[Complete the following]
a) Quote the Walter Taylor Sumner biography below, starting with "Walter Taylor Sumner (December" and going on through "from Northwestern University.".
b) Continue the Walter Taylor Sumner biography below from the point where it stops.

- Church: Episcopal Church
- See: Oregon
- Elected: September 16, 1914
- In office: 1915-1935
- Predecessor: Charles Scadding
- Successor: Benjamin D. Dagwell

Orders
- Ordination: November 7, 1903 (deacon) May 29, 1904 (priest) by Charles P. Anderson
- Consecration: January 6, 1915 by Charles P. Anderson

Personal details
- Born: December 15, 1873 Manchester, New Hampshire, United States
- Died: September 4, 1935 (aged 61) Portland, Oregon, United States
- Buried: Pine Grove Cemetery, Manchester, New Hampshire
- Denomination: Anglican
- Parents: Charles D. Sumner, Orintha A. Thompson
- Spouse: Myrtle L Mitchell ​(m. 1918)​

= Walter Taylor Sumner =

Walter Taylor Sumner (December 5, 1873 – September 4, 1935) was the fourth bishop of the Episcopal Diocese of Oregon from 1915 to 1935.

== Early life ==
Sumner was born in Manchester, New Hampshire, on December 15, 1873, to parents Charles D. Sumner (1844-1915) and Orintha A. Thompson (1850-1934)). He was raised a Baptist but was confirmed as an Episcopalian during college. He was educated at the public schools of Manchester, later received a bachelor's degree in science from Dartmouth College in 1898, after which he worked for the Western Electric Company. He studied for the priesthood at Western Theological Seminary and graduated in 1904. He was awarded an honorary Doctor of Divinity from Northwestern University.

[Extracted entries]
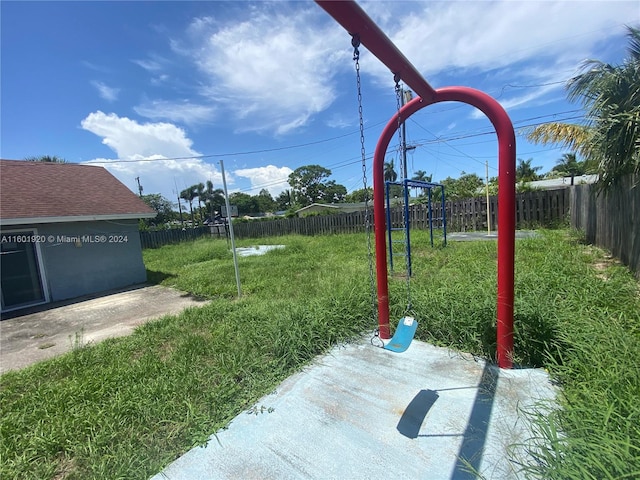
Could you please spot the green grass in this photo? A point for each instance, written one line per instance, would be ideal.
(127, 407)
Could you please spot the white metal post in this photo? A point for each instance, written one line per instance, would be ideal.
(233, 242)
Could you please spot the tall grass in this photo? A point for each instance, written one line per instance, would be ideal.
(126, 407)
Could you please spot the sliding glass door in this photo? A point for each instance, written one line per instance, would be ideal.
(20, 271)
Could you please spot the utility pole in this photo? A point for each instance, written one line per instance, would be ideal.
(139, 186)
(233, 242)
(179, 204)
(486, 175)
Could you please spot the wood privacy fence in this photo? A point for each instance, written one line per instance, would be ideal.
(158, 238)
(538, 208)
(610, 220)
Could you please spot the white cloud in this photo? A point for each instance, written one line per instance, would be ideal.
(154, 64)
(533, 42)
(273, 70)
(340, 121)
(152, 143)
(180, 111)
(274, 179)
(108, 93)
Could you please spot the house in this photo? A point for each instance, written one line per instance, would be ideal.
(66, 230)
(562, 182)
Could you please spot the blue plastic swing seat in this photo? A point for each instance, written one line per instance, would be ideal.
(403, 335)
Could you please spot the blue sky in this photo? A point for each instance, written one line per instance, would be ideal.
(270, 86)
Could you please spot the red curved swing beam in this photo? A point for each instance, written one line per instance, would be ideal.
(355, 21)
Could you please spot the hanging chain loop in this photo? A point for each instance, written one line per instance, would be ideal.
(403, 175)
(355, 42)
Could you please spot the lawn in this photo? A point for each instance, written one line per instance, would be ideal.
(127, 407)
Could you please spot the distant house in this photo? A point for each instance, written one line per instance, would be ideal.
(67, 230)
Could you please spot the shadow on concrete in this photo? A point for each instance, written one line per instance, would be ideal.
(157, 277)
(71, 301)
(475, 435)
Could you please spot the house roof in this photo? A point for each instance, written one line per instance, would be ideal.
(40, 192)
(562, 182)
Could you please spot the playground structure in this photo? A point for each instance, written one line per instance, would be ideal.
(357, 23)
(406, 227)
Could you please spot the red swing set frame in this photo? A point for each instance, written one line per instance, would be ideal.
(356, 21)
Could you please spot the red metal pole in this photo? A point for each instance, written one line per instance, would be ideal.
(506, 213)
(356, 21)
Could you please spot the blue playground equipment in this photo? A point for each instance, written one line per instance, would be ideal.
(405, 240)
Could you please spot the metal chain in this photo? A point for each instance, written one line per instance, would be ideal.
(399, 94)
(355, 42)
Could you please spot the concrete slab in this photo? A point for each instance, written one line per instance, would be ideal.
(361, 412)
(42, 332)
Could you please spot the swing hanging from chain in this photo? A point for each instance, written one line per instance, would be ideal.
(407, 325)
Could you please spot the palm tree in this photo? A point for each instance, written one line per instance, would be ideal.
(390, 174)
(199, 189)
(213, 197)
(569, 165)
(610, 96)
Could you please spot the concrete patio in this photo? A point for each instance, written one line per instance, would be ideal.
(362, 412)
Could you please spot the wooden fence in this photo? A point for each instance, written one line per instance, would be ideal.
(537, 208)
(156, 239)
(610, 220)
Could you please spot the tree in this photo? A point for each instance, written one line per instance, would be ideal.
(568, 165)
(360, 195)
(610, 137)
(214, 197)
(421, 176)
(189, 194)
(265, 201)
(525, 172)
(46, 159)
(469, 185)
(162, 206)
(246, 203)
(200, 192)
(307, 183)
(333, 192)
(284, 200)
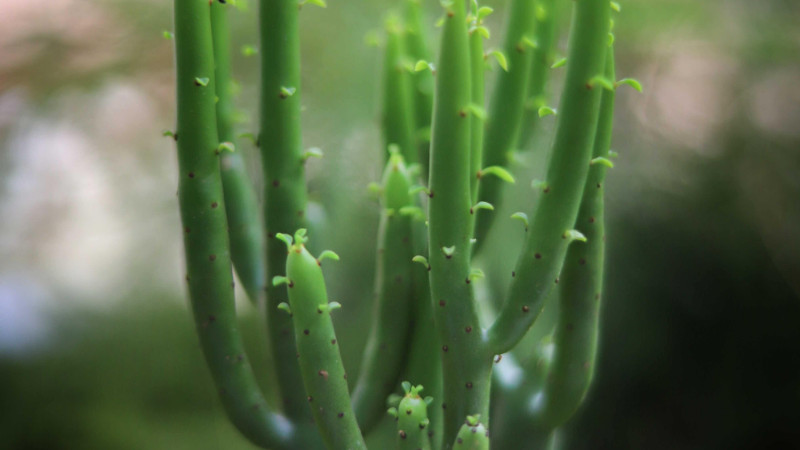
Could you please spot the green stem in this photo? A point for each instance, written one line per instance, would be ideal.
(576, 332)
(241, 205)
(422, 81)
(209, 274)
(386, 346)
(466, 361)
(478, 67)
(321, 366)
(548, 14)
(541, 260)
(284, 179)
(506, 107)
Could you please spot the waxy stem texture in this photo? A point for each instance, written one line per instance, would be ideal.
(241, 206)
(539, 265)
(321, 366)
(208, 265)
(284, 179)
(466, 361)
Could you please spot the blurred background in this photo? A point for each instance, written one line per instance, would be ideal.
(700, 345)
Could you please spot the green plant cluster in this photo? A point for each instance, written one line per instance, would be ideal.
(446, 157)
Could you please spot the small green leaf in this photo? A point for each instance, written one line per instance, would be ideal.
(483, 12)
(630, 82)
(573, 235)
(226, 147)
(483, 31)
(602, 161)
(521, 216)
(422, 260)
(327, 254)
(546, 111)
(481, 205)
(283, 306)
(422, 65)
(501, 59)
(285, 238)
(527, 41)
(499, 172)
(475, 274)
(287, 91)
(300, 236)
(313, 152)
(603, 81)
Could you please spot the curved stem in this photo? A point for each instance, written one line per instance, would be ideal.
(540, 263)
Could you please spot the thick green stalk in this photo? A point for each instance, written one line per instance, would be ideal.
(321, 366)
(506, 106)
(209, 274)
(398, 101)
(424, 362)
(544, 55)
(473, 435)
(478, 67)
(241, 206)
(466, 361)
(540, 262)
(284, 180)
(412, 420)
(387, 344)
(576, 332)
(422, 81)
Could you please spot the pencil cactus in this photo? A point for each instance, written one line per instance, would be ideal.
(446, 156)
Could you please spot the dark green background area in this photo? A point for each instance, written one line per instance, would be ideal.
(700, 339)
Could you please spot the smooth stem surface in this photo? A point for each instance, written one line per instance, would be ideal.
(548, 16)
(575, 338)
(241, 206)
(466, 362)
(318, 351)
(478, 67)
(506, 107)
(208, 265)
(387, 344)
(422, 82)
(540, 262)
(284, 180)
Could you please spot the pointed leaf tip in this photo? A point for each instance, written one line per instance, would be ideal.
(501, 59)
(560, 63)
(630, 82)
(498, 171)
(547, 111)
(327, 254)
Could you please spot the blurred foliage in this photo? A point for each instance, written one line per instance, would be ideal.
(700, 342)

[Expected responses]
a)
Walter Taylor Sumner (December 5, 1873 – September 4, 1935) was the fourth bishop of the Episcopal Diocese of Oregon from 1915 to 1935.

== Early life ==
Sumner was born in Manchester, New Hampshire, on December 15, 1873, to parents Charles D. Sumner (1844-1915) and Orintha A. Thompson (1850-1934)). He was raised a Baptist but was confirmed as an Episcopalian during college. He was educated at the public schools of Manchester, later received a bachelor's degree in science from Dartmouth College in 1898, after which he worked for the Western Electric Company. He studied for the priesthood at Western Theological Seminary and graduated in 1904. He was awarded an honorary Doctor of Divinity from Northwestern University.

b)
== Career ==
Sumner was ordained to the diaconate on November 7, 1903, and to the priesthood on May 29, 1904, by Coadjutor Bishop Charles P. Anderson of Chicago. Sumner was in charge of St. George Mission, Grand Crossing, Illinois. By 1906 he became dean of the Cathedral of St Peter and Paul in Chicago. Sumner was elected Fourth Bishop of Oregon, on September 16, 1914, serving until his death in 1935. He was consecrated on January 6, 1915.

==Death==
Sumner died on September 4, 1935, at the Good Samaritan Hospital in Portland, Oregon. He was buried in Manchester, New Hampshire.